Top of EXCERPT PROVIDED
Killing grizzly bears to stem livestock conflict in Wyoming started up on private land in April far outside of the Greater Yellowstone Ecosystem near the Bighorns. It didn’t let up until Oct. 3, when an adult male met his end south of Cody.

Although livestock conflict and suspected self-defense shootings are the leading causes, there’s a good-sized list explaining what’s been killing the Yellowstone Ecosystem’s grizzly bears, which last numbered an estimated 1,030.

A sow and her two cubs in August died in the cement-sided Heart Mountain Canal — a long-running cause of grizzly deaths. There was an unusually high number of cropland damage-related deaths: Seven mortalities fell into that bucket.

“There’s been unique situations this year,” Thompson said. “We had a couple of bears in Yellowstone that died of electrocution — scavenging cow elk that were electrocuted.”
Bottom of EXCERPT PROVIDED
Top of INPUT DATA
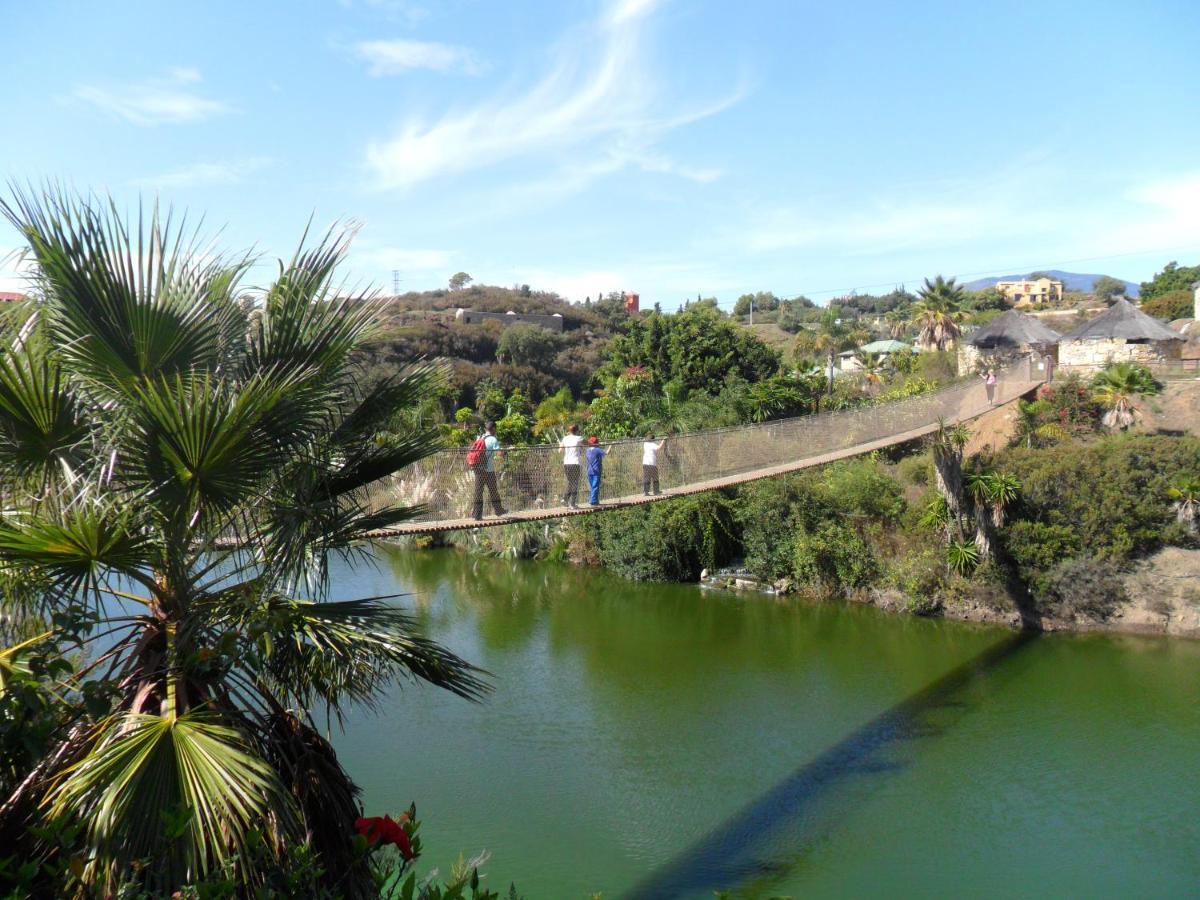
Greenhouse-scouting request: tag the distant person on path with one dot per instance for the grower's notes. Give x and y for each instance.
(989, 384)
(485, 472)
(651, 465)
(595, 468)
(570, 444)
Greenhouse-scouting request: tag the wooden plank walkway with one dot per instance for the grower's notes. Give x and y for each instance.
(544, 514)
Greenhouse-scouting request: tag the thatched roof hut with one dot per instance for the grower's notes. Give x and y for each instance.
(1013, 330)
(1123, 333)
(1009, 335)
(1126, 322)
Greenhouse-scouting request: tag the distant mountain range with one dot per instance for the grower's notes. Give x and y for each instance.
(1071, 281)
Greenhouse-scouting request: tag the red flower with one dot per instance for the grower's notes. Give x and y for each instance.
(387, 829)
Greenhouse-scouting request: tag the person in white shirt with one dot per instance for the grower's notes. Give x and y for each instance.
(651, 465)
(485, 474)
(570, 445)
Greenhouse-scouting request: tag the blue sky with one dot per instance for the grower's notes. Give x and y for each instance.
(669, 147)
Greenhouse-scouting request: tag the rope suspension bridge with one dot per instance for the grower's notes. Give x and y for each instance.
(532, 481)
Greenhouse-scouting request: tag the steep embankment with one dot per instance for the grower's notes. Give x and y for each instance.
(1163, 589)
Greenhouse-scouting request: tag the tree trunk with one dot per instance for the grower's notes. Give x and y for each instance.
(948, 478)
(983, 531)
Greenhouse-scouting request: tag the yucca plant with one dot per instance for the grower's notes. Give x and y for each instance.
(1186, 493)
(937, 313)
(183, 461)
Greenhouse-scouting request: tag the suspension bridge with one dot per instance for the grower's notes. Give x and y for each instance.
(532, 480)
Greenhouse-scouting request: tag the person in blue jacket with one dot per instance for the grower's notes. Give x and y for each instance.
(595, 468)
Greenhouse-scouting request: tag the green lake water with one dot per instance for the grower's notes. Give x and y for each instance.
(658, 741)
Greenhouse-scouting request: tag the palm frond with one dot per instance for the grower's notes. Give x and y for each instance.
(41, 426)
(125, 303)
(304, 324)
(181, 792)
(348, 651)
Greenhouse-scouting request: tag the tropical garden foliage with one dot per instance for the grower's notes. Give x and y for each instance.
(180, 461)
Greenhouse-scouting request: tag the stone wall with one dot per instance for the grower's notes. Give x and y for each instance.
(1097, 354)
(973, 359)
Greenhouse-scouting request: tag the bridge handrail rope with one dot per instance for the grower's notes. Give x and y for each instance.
(532, 481)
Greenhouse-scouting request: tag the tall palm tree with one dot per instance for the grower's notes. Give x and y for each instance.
(1117, 388)
(873, 367)
(1186, 493)
(937, 312)
(181, 466)
(991, 495)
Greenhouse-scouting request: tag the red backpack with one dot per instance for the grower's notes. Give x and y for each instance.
(475, 455)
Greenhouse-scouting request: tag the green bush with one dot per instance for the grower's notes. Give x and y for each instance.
(916, 469)
(919, 577)
(672, 540)
(1109, 496)
(862, 487)
(833, 558)
(1038, 545)
(768, 511)
(1086, 588)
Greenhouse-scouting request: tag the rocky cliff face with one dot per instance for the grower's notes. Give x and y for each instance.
(1164, 594)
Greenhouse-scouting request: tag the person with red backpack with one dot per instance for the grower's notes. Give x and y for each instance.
(481, 460)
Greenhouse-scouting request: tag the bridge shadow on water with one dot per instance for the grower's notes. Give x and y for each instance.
(767, 839)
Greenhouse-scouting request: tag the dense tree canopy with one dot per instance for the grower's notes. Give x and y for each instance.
(528, 346)
(1173, 277)
(695, 348)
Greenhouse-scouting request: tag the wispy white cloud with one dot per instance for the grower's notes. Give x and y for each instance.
(396, 57)
(205, 174)
(600, 93)
(406, 259)
(1162, 214)
(167, 100)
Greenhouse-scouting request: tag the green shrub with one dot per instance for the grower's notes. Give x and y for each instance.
(862, 487)
(665, 541)
(833, 558)
(769, 511)
(1087, 588)
(1109, 496)
(919, 577)
(916, 469)
(1038, 545)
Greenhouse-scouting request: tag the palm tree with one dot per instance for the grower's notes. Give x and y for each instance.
(897, 323)
(1186, 493)
(991, 493)
(873, 367)
(181, 471)
(1117, 388)
(937, 312)
(948, 443)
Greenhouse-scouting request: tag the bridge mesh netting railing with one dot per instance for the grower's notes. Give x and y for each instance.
(531, 479)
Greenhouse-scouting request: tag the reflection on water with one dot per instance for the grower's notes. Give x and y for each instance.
(631, 723)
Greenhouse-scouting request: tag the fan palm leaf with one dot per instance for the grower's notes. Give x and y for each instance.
(214, 453)
(189, 779)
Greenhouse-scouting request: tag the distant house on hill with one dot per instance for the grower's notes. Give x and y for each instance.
(1031, 291)
(1009, 335)
(473, 317)
(1122, 334)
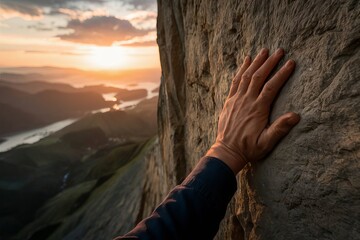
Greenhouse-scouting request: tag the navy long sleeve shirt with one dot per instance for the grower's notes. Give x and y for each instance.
(194, 209)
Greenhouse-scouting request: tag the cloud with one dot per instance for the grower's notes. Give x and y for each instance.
(55, 52)
(101, 30)
(140, 44)
(140, 4)
(40, 26)
(36, 8)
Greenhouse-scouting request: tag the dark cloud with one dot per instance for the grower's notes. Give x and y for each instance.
(36, 7)
(101, 30)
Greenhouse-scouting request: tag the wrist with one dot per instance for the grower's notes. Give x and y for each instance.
(232, 159)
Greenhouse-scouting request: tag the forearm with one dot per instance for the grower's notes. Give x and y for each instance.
(194, 209)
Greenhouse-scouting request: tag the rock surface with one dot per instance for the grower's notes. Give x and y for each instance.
(309, 187)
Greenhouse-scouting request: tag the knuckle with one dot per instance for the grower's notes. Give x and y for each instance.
(246, 76)
(268, 88)
(257, 76)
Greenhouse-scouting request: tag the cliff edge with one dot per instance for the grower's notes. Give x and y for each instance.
(309, 187)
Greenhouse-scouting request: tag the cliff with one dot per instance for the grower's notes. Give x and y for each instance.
(309, 187)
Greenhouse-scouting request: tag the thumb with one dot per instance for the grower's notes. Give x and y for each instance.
(278, 129)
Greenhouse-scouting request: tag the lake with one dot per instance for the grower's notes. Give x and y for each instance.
(34, 135)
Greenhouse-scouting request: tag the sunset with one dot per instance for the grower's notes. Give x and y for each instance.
(179, 120)
(88, 34)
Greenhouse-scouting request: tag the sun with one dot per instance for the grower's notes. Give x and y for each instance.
(113, 57)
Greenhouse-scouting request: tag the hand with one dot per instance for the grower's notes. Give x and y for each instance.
(244, 133)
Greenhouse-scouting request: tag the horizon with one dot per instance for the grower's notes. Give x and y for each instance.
(88, 35)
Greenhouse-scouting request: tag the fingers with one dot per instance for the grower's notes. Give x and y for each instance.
(237, 78)
(255, 65)
(259, 77)
(277, 130)
(273, 86)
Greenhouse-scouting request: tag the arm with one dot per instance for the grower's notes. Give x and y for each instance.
(194, 209)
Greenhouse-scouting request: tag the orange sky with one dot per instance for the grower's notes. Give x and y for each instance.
(85, 34)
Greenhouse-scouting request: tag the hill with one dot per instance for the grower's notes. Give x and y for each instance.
(94, 162)
(44, 107)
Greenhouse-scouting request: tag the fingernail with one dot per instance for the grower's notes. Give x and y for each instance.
(289, 63)
(293, 120)
(280, 51)
(263, 51)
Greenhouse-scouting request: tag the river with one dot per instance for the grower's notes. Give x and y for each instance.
(34, 135)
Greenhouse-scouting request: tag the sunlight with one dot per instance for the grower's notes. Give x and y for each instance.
(107, 57)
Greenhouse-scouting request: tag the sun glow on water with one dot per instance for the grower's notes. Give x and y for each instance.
(107, 57)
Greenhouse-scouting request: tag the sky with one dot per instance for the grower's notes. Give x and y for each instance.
(83, 34)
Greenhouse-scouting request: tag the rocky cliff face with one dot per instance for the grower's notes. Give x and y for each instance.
(309, 187)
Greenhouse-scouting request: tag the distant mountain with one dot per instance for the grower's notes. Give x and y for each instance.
(38, 86)
(21, 77)
(128, 95)
(46, 107)
(98, 160)
(13, 119)
(80, 77)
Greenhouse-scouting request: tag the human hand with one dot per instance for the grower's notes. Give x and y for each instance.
(244, 133)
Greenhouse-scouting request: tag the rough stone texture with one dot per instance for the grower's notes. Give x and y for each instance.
(309, 187)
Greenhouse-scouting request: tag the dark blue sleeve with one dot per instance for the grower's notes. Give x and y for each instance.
(194, 209)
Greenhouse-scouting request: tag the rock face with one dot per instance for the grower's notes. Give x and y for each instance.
(309, 187)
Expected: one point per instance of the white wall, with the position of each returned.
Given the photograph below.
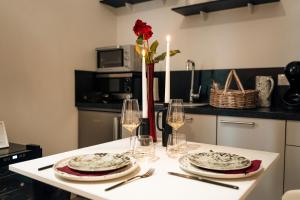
(41, 43)
(237, 38)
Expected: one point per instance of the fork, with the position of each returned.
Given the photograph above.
(145, 175)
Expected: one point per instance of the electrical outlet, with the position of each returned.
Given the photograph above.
(282, 80)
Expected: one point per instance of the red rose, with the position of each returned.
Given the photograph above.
(141, 28)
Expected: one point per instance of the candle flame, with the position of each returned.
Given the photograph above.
(143, 52)
(168, 38)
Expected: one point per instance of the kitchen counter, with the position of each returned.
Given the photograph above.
(265, 113)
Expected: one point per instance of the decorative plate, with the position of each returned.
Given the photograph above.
(98, 162)
(184, 164)
(219, 160)
(108, 175)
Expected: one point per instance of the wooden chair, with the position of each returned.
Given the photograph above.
(291, 195)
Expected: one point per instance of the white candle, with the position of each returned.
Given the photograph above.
(144, 86)
(167, 78)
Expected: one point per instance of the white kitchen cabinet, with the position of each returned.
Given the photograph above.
(95, 127)
(258, 134)
(292, 156)
(200, 128)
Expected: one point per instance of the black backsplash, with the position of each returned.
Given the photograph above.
(181, 80)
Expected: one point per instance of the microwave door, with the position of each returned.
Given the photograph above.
(110, 58)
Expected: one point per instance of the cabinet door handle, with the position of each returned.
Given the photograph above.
(188, 119)
(237, 122)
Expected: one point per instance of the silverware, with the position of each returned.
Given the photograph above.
(145, 175)
(197, 178)
(46, 167)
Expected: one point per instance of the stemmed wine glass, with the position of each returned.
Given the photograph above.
(131, 117)
(175, 118)
(175, 115)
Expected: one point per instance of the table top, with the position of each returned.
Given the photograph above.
(159, 186)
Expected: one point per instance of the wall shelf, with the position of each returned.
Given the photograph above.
(121, 3)
(217, 5)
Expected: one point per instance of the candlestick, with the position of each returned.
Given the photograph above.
(144, 86)
(167, 81)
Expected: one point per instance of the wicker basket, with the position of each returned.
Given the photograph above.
(228, 98)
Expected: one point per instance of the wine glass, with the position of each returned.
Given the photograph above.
(131, 117)
(175, 115)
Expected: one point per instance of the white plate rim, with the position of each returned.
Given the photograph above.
(83, 169)
(218, 168)
(67, 176)
(197, 171)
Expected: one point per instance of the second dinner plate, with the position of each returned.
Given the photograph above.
(99, 162)
(219, 160)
Bottom of INPUT DATA
TASK TO CARRY OUT: In the grizzly bear excerpt, copy the passage starting at "Although livestock conflict" and ending at "an estimated 1,030.", renaming "leading causes" as "main causes". The records have no connection to the grizzly bear excerpt.

RESPONSE TO THIS EXERCISE:
Although livestock conflict and suspected self-defense shootings are the main causes, there’s a good-sized list explaining what’s been killing the Yellowstone Ecosystem’s grizzly bears, which last numbered an estimated 1,030.